(Records from a dataset)
== == ==

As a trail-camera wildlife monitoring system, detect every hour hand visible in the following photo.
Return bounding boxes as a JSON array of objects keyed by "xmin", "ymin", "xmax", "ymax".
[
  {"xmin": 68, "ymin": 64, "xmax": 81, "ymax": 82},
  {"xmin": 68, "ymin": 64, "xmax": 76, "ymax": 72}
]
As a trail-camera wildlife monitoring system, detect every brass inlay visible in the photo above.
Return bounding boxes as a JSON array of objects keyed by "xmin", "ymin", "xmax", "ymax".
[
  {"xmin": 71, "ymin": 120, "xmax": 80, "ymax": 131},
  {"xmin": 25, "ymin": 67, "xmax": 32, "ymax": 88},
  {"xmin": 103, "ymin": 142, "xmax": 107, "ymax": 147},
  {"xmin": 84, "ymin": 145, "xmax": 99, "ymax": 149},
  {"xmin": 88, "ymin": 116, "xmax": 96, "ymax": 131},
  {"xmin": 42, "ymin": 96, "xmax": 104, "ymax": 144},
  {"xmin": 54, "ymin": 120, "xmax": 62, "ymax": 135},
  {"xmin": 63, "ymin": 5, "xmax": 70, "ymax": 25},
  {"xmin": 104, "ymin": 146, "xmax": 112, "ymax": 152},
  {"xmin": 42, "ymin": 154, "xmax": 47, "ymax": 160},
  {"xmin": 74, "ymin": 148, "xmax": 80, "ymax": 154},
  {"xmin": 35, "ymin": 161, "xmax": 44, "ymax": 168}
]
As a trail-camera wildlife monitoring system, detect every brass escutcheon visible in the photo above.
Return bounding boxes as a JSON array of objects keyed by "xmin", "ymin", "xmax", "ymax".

== == ==

= Directions for this task =
Put the lines of the records, starting at the line with "inlay visible in the photo above." and continuing through the end of the records, into a Markdown table with the columns Row and Line. Row holds the row number and Line holds the line, and blank lines are omitted.

= Written response =
| Row | Line |
|---|---|
| 1 | As a trail-camera wildlife monitoring system, detect every brass inlay visible in the photo above. |
| 2 | Return bounding boxes as a JSON array of objects keyed by "xmin", "ymin", "xmax", "ymax". |
| 3 | [ |
| 4 |   {"xmin": 71, "ymin": 120, "xmax": 80, "ymax": 131}, |
| 5 |   {"xmin": 25, "ymin": 67, "xmax": 32, "ymax": 88}, |
| 6 |   {"xmin": 103, "ymin": 142, "xmax": 107, "ymax": 147}, |
| 7 |   {"xmin": 84, "ymin": 145, "xmax": 99, "ymax": 149}, |
| 8 |   {"xmin": 88, "ymin": 116, "xmax": 96, "ymax": 131}, |
| 9 |   {"xmin": 42, "ymin": 96, "xmax": 104, "ymax": 144}, |
| 10 |   {"xmin": 54, "ymin": 120, "xmax": 62, "ymax": 135}, |
| 11 |   {"xmin": 63, "ymin": 5, "xmax": 70, "ymax": 25}, |
| 12 |   {"xmin": 104, "ymin": 146, "xmax": 112, "ymax": 152}, |
| 13 |   {"xmin": 42, "ymin": 154, "xmax": 47, "ymax": 160}, |
| 14 |   {"xmin": 74, "ymin": 148, "xmax": 80, "ymax": 154}, |
| 15 |   {"xmin": 35, "ymin": 161, "xmax": 44, "ymax": 168} |
| 16 | ] |
| 17 | As a trail-camera wildlife monitoring system, detect every brass escutcheon visible in the photo above. |
| 18 | Return bounding boxes as a JSON array of objects keyed by "xmin", "ymin", "xmax", "ymax". |